[What you need to do] Repeat word for word the part of the investment news roundup from "The Global Unions" up to and including "in retirement pots.".
-- START Passage --
Denmark’s third-largest pension Sampension has reportedly said that will focus more on corporate tax transparency as part of its overall investment strategy. Tax News cited the fund as saying tax transparency will be one of the criteria used by fund managers when applying its responsible investment policy.

The Global Unions Committee on Workers’ Capital (CWC), the body that educates union pension trustees from 26 countries on responsible investment, is preparing to launch “a global initiative on asset management fee transparency”, the FT reports . Hugues Létourneau, Senior Programme Officer at the CWC, is quoted saying that the fee initiative is likely to be one of the CWC’s priorities in 2018. According to a recent study by the American Federation of Teachers excessive fees paid to alternative investment managers are a significant contributor to funding shortfalls in retirement pots.

Spanish insurance giant Mapfre has taken a 25% stake in French ESG investment boutique, La Financière Responsable (LFR), as the two firms announce a “strategic partnership”. LFR managed funds and new ESG products will now be offered through Mapfre’s Luxembourg platform or directly to institutional and high net worth investors looking for ESG options.

European investors have increased their opposition to excessive executive pay and bonuses at annual general meetings this year, Reuters reports. The news agency cited a report by proxy voting consultant Georgeson showing that the number of remuneration proposals that prompted opposition from at least 10% of voting shareholders rose in Germany, Switzerland, the Netherlands, Italy, Spain, and France. The biggest increase was in France, where opposition was up 205% on 2016, while Britain showed a 28% decline.

Index and research provider MSCI Inc. has delayed its decision on whether to bar companies offering dual shares from its benchmarks, Bloomberg reports. MSCI, whose indexes guide the investment of about $11tn in assets, has been reviewing what to do about companies – such as Snap Inc., the creator of the Snapchat app – that deprive public shareholders of voting rights since June. The company has also, reportedly, announced that it has broadened its investigation to consider “a discussion on the treatment of all types of unequal voting structures”.

Swiss lender Credit Suisse, French banking group BNP Paribas, and Russian bank VTB Group are being investigated by US authorities over their roles in selling $2bn of debt for Mozambique, the WSJ reports. The US Justice Department and FBI are exploring whether the banks facilitated corruption by enabling Mozambican officials to take money raised in the debt sales. Last year, it was also revealed that Credit Suisse was one of three banks being scrutinised by US, UK, and Swiss authorities over the ‘tuna bonds’ scandal in Mozambique.
-- END Passage --
-- START Source material --
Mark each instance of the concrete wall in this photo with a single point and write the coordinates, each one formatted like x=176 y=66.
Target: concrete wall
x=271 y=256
-- END Source material --
[Exercise result]
The Global Unions Committee on Workers’ Capital (CWC), the body that educates union pension trustees from 26 countries on responsible investment, is preparing to launch “a global initiative on asset management fee transparency”, the FT reports . Hugues Létourneau, Senior Programme Officer at the CWC, is quoted saying that the fee initiative is likely to be one of the CWC’s priorities in 2018. According to a recent study by the American Federation of Teachers excessive fees paid to alternative investment managers are a significant contributor to funding shortfalls in retirement pots.